◆ Document extract:
------------------------

1733 St. Jan Slave Revolt
Standing atop the crumbling walls of the Danish West Indies fort that gave Fortsberg [ Danish: Fort Hill ] its name – it’s easy to see the strategic advantages of this mountain top location. Few places on St John offer an unobstructed 360° view. From this vantage point one can look down into Coral Bay and Carolina Valley, up to the ridge of Bordeaux Mountain, along the coastline of Calabash Boom and Johns Folly, and to the East lies Hurricane Hole and St John’s East End. At 427′ above sea level the ocean’s horizon bends across a huge blue expanse. Clouds drift above – driven by warm Tradewinds. And most days there’s an awesome silence; broken only by the occasional rustling of a lizard across the dried leaves of the understory. But to visit this place and not know its history – is to miss what truly makes it a sacred place to Virgin Islanders and a place of especially great pride to many St Johnians!
To understand this place you must go back in time. Not a few decades …rather a few hundred years. To a time in St. Jan’s history when the plantation era was waining. The daily struggles of island life made even more challenging because of recent hurricanes and an extended crop-withering draught.

------------------------

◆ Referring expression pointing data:

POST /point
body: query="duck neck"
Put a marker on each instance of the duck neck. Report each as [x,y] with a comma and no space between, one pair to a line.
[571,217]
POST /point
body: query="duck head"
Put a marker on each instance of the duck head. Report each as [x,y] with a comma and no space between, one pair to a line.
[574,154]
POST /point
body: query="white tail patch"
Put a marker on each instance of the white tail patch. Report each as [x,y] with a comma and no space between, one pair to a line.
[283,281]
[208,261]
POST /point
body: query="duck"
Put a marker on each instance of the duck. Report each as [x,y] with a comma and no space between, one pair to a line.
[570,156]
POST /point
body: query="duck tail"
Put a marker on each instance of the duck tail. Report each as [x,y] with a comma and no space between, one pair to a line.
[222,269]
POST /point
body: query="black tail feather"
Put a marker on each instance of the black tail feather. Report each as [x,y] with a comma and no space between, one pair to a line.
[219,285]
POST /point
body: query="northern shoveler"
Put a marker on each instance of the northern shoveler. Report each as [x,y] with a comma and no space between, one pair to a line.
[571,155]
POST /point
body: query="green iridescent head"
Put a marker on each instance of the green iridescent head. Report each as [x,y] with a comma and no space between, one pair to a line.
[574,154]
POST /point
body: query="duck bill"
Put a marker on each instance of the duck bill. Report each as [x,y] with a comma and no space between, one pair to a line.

------------------------

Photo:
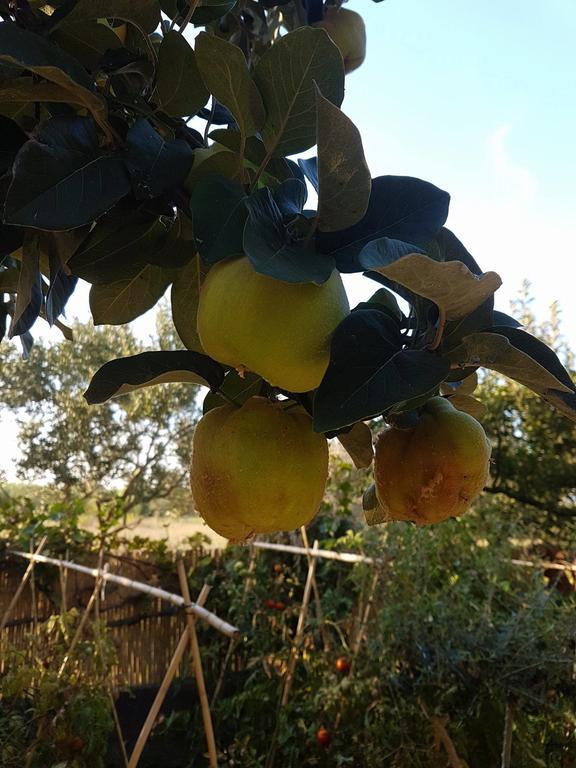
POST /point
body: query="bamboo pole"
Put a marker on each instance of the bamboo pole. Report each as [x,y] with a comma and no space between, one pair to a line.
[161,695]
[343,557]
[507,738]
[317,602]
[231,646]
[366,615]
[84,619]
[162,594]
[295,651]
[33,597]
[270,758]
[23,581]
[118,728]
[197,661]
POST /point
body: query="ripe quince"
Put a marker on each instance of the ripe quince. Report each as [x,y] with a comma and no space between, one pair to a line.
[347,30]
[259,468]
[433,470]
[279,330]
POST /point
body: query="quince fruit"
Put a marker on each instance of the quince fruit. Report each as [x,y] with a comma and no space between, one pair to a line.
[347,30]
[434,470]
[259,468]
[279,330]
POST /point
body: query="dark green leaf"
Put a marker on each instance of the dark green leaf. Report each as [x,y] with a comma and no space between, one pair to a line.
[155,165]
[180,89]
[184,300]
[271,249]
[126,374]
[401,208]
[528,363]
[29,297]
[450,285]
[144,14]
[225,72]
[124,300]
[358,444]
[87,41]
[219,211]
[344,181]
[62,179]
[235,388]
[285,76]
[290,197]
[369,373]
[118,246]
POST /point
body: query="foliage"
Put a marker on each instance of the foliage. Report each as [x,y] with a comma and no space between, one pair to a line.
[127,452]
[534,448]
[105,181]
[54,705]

------------------------

◆ Tasks to carry out:
(a) What height above sea level does the St. Jan slave revolt passage give for the view from Fortsberg?
(b) Carry on the St. Jan slave revolt passage from the point where it stops.
The material has no connection to the text about the St. Jan slave revolt.

◆ Answers for the tasks:
(a) 427 feet.

(b)
In 1718 the Danish claimed the island of St Jan. European demand for sugar meant high prices and the promise of profitable plantations on the slopes of their newly colonized island. With established trading partners in Africa it wasn’t long before slaves were being brought to St Jan as plantation laborers. By 1733 there were 109 plantations that relied on over 1,087 African slaves. Conditions, as you might imagine, were brutal. The backbreaking work of clearing dense tropical forests, constructing stone and coral-rubble plantation buildings, planting, watering and harvesting sugarcane and cotton, under a blazing hot sun with limited food, water and medical care. Many succumbed to illness. Others sought freedom by escaping, called marooning, to neighboring islands.
The original fort was constructed around 1720.